• **TASK PROMPT**: Set down the records once more, please, exactly and with the pictures left out.

:: RECORDS TO PROCESS

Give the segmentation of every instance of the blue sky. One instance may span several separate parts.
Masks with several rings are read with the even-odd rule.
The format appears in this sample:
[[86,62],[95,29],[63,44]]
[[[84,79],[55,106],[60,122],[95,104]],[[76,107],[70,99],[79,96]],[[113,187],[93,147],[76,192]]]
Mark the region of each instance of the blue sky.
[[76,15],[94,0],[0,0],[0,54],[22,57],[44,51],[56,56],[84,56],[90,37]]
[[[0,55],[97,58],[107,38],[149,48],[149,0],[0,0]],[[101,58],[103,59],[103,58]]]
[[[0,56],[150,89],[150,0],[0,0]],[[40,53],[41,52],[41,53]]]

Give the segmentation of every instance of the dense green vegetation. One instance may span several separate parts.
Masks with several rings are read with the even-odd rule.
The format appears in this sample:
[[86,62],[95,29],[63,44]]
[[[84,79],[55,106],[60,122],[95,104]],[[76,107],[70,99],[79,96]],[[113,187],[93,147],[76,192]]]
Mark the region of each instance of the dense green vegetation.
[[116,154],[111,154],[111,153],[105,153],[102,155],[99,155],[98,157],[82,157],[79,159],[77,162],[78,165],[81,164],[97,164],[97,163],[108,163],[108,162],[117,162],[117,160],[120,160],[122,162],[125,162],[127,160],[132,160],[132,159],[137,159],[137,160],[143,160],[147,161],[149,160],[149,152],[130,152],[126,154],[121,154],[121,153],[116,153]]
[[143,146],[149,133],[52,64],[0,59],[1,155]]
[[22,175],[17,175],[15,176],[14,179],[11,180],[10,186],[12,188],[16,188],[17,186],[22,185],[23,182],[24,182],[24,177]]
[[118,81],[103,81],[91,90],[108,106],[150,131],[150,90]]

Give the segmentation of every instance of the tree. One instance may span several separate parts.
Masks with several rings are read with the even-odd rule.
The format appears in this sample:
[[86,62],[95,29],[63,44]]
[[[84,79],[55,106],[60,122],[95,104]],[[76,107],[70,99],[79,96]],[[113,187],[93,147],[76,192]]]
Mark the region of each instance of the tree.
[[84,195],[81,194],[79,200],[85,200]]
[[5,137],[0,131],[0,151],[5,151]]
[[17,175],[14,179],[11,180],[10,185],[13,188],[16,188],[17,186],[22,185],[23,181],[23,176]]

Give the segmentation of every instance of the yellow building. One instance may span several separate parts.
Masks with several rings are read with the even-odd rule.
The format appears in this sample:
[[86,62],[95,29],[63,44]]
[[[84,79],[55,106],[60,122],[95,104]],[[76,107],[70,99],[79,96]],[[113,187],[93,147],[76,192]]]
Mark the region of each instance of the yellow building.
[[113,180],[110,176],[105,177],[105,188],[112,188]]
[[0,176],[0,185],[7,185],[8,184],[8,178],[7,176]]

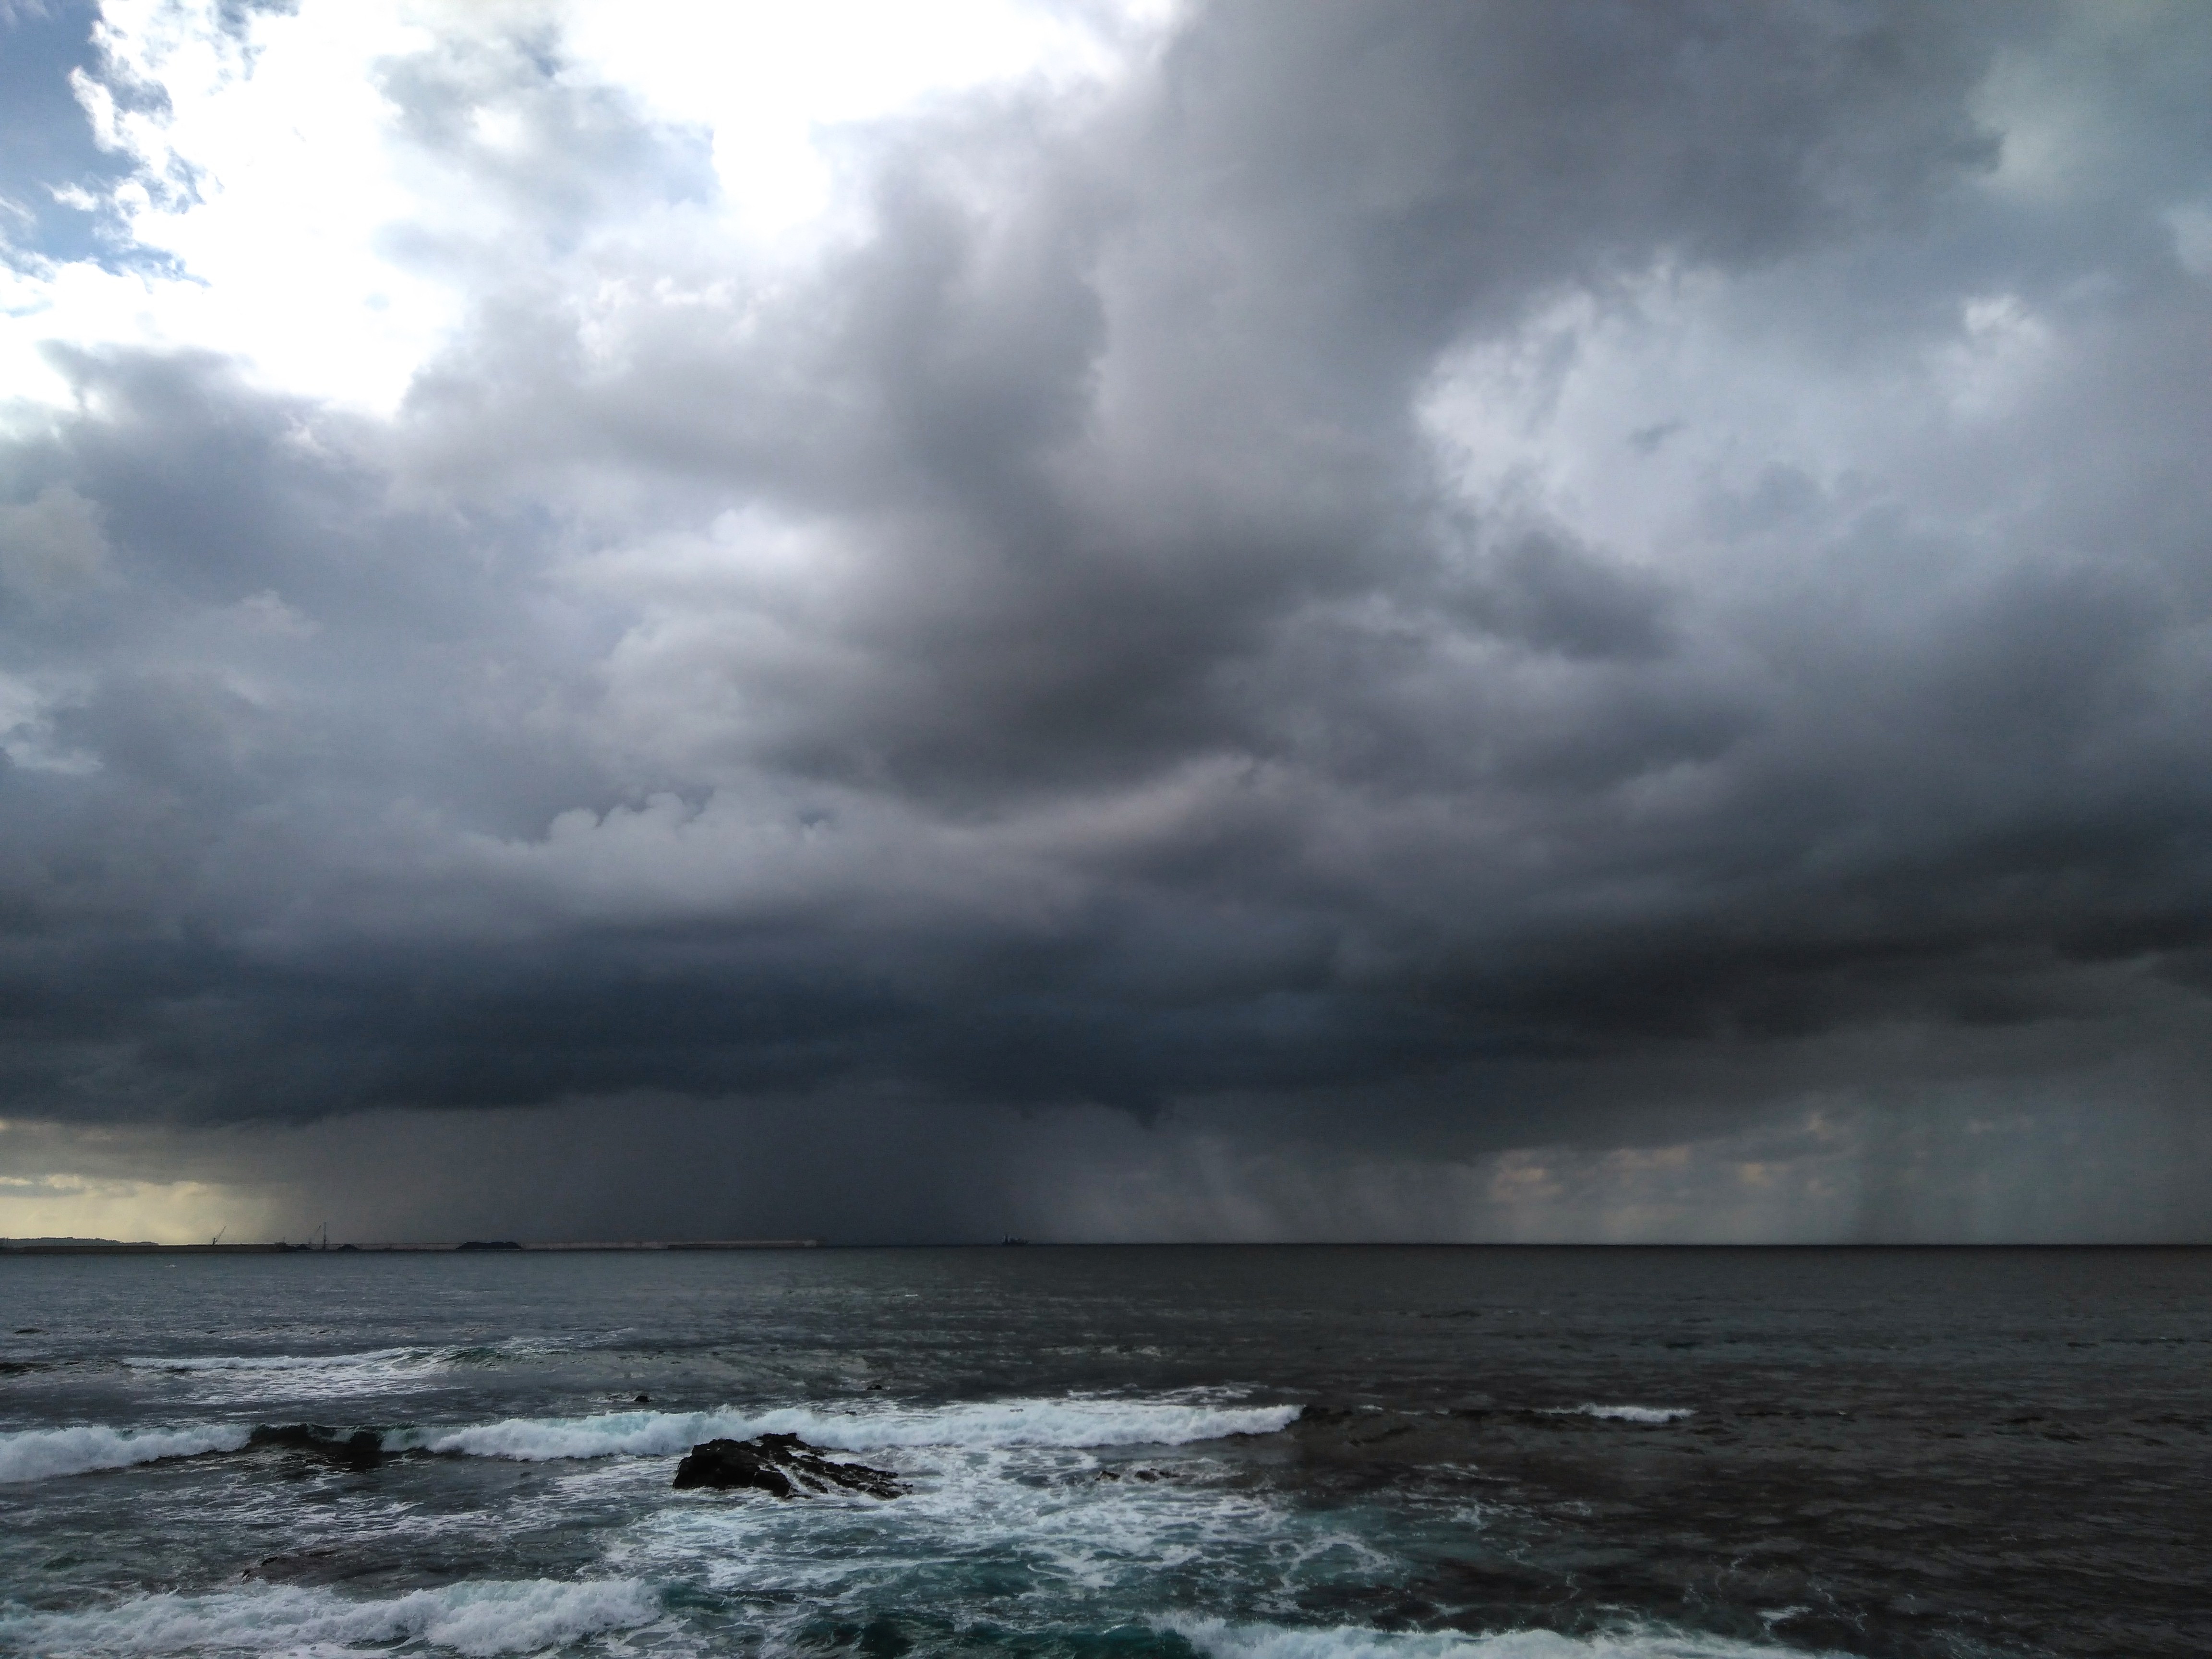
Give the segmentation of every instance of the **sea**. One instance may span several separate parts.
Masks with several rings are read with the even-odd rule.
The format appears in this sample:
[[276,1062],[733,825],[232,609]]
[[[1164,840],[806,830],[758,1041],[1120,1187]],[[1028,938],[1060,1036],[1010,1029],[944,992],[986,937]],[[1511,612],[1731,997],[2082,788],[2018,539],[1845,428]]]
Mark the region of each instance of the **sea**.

::::

• **RESULT OF THE EXERCISE**:
Give the segmentation of every instance of the blue sky. One instance may span several separate parts.
Masks with several rings are read with the even-odd rule.
The format appears in this sample:
[[86,62],[95,29],[63,44]]
[[[84,79],[55,106],[60,122],[95,104]],[[76,107],[70,99],[79,96]],[[113,187],[93,147],[76,192]]]
Mark the region of each instance of the blue sky.
[[76,15],[94,0],[0,0],[0,54],[22,57],[44,51],[56,56],[84,56],[90,37]]
[[[0,55],[97,58],[107,38],[149,48],[149,0],[0,0]],[[101,58],[103,59],[103,58]]]
[[[0,56],[150,89],[150,0],[0,0]],[[40,53],[41,52],[41,53]]]

Give the segmentation of every instance of the dense green vegetation. One instance may span several separate parts.
Masks with several rings are read with the even-odd rule.
The format appears in this sample:
[[86,62],[95,29],[63,44]]
[[[84,79],[55,106],[60,122],[95,104]],[[76,107],[70,99],[79,96]],[[113,187],[93,147],[76,192]]]
Mark the region of each instance of the dense green vegetation.
[[116,154],[111,154],[111,153],[105,153],[102,155],[99,155],[98,157],[82,157],[79,159],[77,162],[78,165],[81,164],[97,164],[97,163],[108,163],[108,162],[117,162],[117,160],[120,160],[122,162],[125,162],[127,160],[132,160],[132,159],[137,159],[137,160],[143,160],[147,161],[149,160],[149,152],[130,152],[126,154],[121,154],[121,153],[116,153]]
[[143,146],[149,133],[52,64],[0,59],[1,155]]
[[22,175],[17,175],[15,176],[14,179],[11,180],[10,186],[12,188],[16,188],[17,186],[22,185],[23,182],[24,182],[24,177]]
[[118,81],[103,81],[91,90],[108,106],[150,131],[150,90]]

Give the segmentation of every instance of the tree. One instance may span several separate parts.
Masks with several rings are read with the even-odd rule.
The format appears in this sample:
[[86,62],[95,29],[63,44]]
[[[84,79],[55,106],[60,122],[95,104]],[[76,107],[70,99],[79,96]],[[113,187],[93,147],[76,192]]]
Mark the region of each instance of the tree.
[[84,195],[81,194],[79,200],[85,200]]
[[5,137],[0,131],[0,151],[5,151]]
[[17,175],[14,179],[11,180],[10,185],[13,188],[16,188],[17,186],[22,185],[23,181],[23,176]]

Give the segmentation of every instance of the yellow building. One instance may span several separate parts.
Masks with several rings are read with the even-odd rule.
The format appears in this sample:
[[86,62],[95,29],[63,44]]
[[[84,79],[55,106],[60,122],[95,104]],[[76,107],[70,99],[79,96]],[[113,187],[93,147],[76,192]]]
Mark the region of each instance of the yellow building.
[[113,180],[110,176],[105,177],[105,188],[112,188]]
[[0,176],[0,185],[7,185],[8,184],[8,178],[7,176]]

Give the segmentation of every instance of the **sea**. One instance may span several separate parts.
Masks with several rings are read with the even-odd rule.
The format appears in this sample:
[[276,1062],[733,825],[232,609]]
[[[1164,840],[806,830],[758,1041],[1120,1187]],[[1028,938],[1060,1036],[1010,1029],[944,992],[986,937]],[[1511,612],[1731,997],[2082,788],[2018,539],[1845,428]]]
Mark the region of each instance of the **sea**.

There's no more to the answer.